| Aim of the task |
Print the listing below verbatim, starting from the line that contains "of the tiled" through the line that contains "Target: concrete ceiling", inclusive of both.

| Dataset extract |
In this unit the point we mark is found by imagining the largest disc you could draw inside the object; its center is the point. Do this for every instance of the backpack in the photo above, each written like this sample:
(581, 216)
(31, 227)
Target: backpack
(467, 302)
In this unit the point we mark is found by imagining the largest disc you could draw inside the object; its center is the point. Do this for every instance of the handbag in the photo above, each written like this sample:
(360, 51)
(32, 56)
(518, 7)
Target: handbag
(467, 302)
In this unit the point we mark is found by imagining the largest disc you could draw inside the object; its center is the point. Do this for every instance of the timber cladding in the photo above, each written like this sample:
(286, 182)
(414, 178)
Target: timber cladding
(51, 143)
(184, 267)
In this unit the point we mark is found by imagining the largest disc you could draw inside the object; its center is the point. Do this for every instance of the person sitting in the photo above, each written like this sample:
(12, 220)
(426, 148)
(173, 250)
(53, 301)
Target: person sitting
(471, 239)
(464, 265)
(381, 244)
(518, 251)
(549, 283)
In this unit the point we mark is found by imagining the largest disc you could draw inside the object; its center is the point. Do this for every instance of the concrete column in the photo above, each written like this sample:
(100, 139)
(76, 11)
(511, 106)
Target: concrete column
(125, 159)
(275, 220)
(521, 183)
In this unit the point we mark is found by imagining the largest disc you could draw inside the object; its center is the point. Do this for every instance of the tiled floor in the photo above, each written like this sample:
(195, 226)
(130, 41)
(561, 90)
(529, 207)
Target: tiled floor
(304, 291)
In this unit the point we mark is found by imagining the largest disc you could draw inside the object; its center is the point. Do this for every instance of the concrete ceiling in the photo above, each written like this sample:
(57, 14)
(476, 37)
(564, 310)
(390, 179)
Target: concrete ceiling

* * *

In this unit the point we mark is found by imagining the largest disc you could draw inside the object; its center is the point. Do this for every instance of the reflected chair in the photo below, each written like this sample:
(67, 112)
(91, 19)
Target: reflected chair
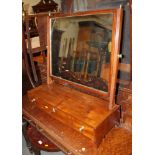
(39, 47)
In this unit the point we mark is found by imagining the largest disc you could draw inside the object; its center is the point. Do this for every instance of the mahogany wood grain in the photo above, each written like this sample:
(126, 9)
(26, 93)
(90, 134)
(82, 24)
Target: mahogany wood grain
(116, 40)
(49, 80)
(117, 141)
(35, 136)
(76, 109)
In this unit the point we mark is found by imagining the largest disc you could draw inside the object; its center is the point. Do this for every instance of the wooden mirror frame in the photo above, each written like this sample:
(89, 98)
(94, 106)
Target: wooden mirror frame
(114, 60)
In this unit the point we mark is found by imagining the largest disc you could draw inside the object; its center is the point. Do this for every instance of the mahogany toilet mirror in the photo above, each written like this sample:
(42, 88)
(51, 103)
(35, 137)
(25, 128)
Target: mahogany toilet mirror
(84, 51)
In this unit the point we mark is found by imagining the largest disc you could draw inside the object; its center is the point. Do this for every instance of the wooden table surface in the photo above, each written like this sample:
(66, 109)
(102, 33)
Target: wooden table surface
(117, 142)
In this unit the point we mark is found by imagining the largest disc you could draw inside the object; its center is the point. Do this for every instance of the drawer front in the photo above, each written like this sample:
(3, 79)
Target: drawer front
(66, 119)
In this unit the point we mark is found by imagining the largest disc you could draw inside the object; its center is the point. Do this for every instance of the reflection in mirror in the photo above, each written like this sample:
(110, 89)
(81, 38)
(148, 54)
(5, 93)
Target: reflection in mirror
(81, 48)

| Complete output |
In this unit the point we mark is found by imagining the largest disc you could draw inside the object; its center is the point. Do this for every instance of the tiled floor in the photo above, each written like this sample:
(195, 226)
(130, 41)
(561, 90)
(529, 207)
Target: tiled floor
(304, 291)
In this unit the point we mark is found by imagining the largest disc you could draw inside the object; its center is the point. Do this for every instance of the concrete ceiling in the photo above, each written like this sample:
(57, 14)
(476, 37)
(564, 310)
(390, 179)
Target: concrete ceiling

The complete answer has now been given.